### Short task:
Take the line containing "supposedly the row" and all lines after it to the end of the records, and output them exactly.

[Saved entries]

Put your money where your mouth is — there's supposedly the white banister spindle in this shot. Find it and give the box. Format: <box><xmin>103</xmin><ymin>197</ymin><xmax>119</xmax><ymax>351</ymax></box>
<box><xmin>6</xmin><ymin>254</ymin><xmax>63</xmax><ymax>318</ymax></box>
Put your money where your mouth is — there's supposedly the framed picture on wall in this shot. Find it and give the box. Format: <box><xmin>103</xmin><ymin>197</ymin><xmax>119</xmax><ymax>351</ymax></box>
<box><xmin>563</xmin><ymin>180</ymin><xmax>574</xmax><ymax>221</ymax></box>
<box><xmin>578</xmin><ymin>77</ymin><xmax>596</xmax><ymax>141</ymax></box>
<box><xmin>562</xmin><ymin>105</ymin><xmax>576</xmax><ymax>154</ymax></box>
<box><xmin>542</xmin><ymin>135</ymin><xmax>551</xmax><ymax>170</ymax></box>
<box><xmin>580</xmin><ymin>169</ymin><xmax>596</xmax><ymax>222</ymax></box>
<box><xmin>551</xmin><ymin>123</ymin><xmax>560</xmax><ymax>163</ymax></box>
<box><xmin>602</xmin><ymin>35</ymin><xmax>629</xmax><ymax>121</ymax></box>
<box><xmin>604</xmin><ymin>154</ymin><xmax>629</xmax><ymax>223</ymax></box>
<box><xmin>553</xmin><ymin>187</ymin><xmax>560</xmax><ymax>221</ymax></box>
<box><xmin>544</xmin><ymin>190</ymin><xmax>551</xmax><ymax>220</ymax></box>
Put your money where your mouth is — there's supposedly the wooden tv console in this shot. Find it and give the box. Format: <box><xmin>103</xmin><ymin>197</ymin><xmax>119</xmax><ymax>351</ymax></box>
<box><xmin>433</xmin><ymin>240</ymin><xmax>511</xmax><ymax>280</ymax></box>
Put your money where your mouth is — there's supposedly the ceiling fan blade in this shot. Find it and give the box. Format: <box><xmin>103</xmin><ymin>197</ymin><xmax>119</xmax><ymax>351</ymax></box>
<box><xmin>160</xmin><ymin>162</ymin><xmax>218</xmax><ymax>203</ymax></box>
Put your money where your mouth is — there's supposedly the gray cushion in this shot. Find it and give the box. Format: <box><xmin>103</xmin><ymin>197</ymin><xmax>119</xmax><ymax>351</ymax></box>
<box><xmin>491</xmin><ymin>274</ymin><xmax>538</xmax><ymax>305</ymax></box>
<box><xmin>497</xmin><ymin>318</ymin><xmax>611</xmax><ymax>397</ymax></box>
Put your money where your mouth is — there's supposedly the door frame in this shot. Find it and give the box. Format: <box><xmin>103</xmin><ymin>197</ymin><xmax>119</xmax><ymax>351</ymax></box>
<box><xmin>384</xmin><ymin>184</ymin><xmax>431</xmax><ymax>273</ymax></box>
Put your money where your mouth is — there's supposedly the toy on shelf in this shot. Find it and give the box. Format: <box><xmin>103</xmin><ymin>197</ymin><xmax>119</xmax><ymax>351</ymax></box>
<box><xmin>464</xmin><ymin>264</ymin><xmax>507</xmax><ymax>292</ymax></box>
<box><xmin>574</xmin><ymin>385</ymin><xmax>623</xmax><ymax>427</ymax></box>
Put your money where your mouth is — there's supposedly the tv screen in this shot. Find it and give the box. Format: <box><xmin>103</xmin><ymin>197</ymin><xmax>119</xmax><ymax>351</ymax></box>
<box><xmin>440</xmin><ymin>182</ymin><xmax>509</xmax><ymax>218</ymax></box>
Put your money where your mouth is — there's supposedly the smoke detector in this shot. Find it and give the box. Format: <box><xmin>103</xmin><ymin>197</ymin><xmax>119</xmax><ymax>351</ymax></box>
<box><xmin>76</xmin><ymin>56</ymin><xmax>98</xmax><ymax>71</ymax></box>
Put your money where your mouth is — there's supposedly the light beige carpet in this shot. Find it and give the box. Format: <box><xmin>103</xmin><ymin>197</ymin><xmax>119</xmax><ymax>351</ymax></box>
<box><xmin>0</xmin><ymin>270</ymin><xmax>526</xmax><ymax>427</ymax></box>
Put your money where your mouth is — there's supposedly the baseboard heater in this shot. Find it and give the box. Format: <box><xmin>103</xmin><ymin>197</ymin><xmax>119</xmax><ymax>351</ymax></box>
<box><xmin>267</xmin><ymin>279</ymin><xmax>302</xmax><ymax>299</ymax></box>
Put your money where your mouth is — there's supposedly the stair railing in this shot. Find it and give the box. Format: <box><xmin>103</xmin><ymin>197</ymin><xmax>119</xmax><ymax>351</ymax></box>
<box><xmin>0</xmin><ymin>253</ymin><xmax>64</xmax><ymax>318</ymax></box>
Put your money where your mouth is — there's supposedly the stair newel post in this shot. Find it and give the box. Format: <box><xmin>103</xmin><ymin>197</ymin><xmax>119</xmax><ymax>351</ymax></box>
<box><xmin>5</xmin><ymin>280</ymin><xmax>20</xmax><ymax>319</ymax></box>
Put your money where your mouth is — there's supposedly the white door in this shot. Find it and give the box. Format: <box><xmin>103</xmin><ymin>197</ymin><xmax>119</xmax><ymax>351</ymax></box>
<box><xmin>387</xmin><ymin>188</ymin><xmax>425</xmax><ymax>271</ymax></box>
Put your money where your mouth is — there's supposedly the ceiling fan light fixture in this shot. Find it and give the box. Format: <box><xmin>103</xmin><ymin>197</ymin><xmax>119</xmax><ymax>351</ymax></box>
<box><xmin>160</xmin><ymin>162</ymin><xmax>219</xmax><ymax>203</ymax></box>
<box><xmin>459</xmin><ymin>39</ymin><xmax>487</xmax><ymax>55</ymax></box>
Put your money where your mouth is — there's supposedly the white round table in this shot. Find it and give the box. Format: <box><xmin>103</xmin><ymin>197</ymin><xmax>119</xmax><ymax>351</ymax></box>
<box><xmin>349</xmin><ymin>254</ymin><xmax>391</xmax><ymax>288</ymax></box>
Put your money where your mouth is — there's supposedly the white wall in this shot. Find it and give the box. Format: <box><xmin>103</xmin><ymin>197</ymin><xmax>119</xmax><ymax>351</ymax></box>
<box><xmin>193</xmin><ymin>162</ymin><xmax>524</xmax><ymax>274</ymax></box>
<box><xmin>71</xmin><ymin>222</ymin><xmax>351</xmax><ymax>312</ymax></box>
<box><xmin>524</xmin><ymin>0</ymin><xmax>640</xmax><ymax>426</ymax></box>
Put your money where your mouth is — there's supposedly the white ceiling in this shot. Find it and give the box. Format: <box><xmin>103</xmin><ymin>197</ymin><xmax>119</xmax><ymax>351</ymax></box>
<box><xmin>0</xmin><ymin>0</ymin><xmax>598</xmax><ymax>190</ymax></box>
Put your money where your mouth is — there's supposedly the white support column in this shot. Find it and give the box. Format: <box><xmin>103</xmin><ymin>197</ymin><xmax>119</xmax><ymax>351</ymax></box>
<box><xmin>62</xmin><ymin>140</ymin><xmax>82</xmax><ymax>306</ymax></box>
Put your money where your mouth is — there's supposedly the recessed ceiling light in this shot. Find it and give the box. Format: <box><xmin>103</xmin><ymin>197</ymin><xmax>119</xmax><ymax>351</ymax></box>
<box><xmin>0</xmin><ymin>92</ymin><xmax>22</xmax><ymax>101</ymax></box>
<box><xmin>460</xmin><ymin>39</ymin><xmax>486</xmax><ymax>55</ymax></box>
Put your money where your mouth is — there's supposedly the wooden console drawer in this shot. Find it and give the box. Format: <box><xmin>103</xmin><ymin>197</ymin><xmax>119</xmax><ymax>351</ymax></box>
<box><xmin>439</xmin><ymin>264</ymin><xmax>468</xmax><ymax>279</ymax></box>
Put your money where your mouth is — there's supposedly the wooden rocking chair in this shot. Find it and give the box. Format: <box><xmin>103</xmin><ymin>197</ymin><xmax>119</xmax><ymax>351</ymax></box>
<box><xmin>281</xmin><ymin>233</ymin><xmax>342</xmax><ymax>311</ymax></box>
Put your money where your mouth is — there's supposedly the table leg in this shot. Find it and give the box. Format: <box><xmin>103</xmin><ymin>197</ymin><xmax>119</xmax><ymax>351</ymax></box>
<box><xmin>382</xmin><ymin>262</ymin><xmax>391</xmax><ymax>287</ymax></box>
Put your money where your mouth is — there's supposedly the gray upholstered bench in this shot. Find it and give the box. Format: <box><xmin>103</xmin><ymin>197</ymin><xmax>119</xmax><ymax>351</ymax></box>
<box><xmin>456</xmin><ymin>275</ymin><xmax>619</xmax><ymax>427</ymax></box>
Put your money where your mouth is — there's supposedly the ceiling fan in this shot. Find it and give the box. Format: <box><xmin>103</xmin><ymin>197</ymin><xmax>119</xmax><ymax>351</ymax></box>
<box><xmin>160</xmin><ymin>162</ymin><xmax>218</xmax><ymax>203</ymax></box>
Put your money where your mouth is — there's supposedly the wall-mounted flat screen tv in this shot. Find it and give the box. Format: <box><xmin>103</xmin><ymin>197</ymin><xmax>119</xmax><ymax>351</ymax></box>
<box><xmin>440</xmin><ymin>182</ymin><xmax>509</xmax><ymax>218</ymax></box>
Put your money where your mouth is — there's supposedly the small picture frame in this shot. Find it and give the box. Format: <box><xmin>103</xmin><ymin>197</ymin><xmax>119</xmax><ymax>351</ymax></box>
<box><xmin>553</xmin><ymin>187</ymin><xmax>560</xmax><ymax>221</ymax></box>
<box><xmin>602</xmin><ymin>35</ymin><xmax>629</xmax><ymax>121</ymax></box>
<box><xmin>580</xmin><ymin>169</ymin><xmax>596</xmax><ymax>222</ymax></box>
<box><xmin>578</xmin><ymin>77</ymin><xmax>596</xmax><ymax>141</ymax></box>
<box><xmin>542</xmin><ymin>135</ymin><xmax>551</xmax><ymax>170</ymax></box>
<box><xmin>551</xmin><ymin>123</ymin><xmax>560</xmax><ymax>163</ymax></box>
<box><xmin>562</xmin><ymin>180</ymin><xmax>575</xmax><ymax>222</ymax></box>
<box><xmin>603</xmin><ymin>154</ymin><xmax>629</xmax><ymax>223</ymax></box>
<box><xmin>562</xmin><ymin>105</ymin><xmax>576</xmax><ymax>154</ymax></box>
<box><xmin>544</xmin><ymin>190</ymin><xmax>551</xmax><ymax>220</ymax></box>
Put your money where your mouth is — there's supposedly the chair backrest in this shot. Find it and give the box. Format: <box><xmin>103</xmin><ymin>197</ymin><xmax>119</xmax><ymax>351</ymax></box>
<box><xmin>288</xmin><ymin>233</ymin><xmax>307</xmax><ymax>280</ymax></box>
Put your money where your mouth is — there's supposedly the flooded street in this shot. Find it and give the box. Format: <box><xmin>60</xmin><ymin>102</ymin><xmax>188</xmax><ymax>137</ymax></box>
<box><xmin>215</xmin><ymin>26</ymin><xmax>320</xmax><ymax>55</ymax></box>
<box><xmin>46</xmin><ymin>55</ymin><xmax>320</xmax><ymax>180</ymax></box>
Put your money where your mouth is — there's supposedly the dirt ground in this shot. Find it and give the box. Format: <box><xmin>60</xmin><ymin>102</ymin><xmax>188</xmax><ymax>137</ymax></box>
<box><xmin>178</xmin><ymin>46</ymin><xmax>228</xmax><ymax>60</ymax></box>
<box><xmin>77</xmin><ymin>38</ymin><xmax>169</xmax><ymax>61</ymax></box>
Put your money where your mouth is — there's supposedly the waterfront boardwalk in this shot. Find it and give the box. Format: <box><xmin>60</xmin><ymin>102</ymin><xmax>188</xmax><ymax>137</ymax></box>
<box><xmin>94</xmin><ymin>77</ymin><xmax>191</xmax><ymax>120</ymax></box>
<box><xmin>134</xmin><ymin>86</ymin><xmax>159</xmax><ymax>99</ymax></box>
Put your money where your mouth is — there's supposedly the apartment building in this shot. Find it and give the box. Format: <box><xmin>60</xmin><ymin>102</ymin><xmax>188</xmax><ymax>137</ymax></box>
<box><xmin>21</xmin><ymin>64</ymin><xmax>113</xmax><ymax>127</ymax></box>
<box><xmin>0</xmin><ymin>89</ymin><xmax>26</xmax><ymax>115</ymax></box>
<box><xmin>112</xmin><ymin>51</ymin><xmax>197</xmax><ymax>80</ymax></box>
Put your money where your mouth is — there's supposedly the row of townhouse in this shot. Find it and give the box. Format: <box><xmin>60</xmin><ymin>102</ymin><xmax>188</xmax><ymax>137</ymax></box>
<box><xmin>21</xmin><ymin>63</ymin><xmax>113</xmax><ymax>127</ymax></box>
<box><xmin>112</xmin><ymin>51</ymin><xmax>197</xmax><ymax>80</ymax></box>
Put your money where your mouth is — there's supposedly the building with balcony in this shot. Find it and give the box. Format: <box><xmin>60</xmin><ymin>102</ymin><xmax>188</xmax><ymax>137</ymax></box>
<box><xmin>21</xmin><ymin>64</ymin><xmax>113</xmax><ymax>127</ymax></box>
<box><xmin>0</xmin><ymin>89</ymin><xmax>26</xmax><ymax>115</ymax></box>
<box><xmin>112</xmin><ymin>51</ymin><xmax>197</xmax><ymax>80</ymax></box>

### Correct answer:
Put your money where your mouth is — there's supposedly the row of townhouse in this shot. Find it and give the box. Format: <box><xmin>60</xmin><ymin>102</ymin><xmax>188</xmax><ymax>137</ymax></box>
<box><xmin>21</xmin><ymin>63</ymin><xmax>113</xmax><ymax>127</ymax></box>
<box><xmin>112</xmin><ymin>51</ymin><xmax>197</xmax><ymax>80</ymax></box>
Put your money where your mouth is — there's supposedly the building with balcony in this shot. Find it and give the box. Format: <box><xmin>60</xmin><ymin>102</ymin><xmax>188</xmax><ymax>137</ymax></box>
<box><xmin>21</xmin><ymin>64</ymin><xmax>113</xmax><ymax>127</ymax></box>
<box><xmin>0</xmin><ymin>89</ymin><xmax>26</xmax><ymax>115</ymax></box>
<box><xmin>112</xmin><ymin>51</ymin><xmax>197</xmax><ymax>80</ymax></box>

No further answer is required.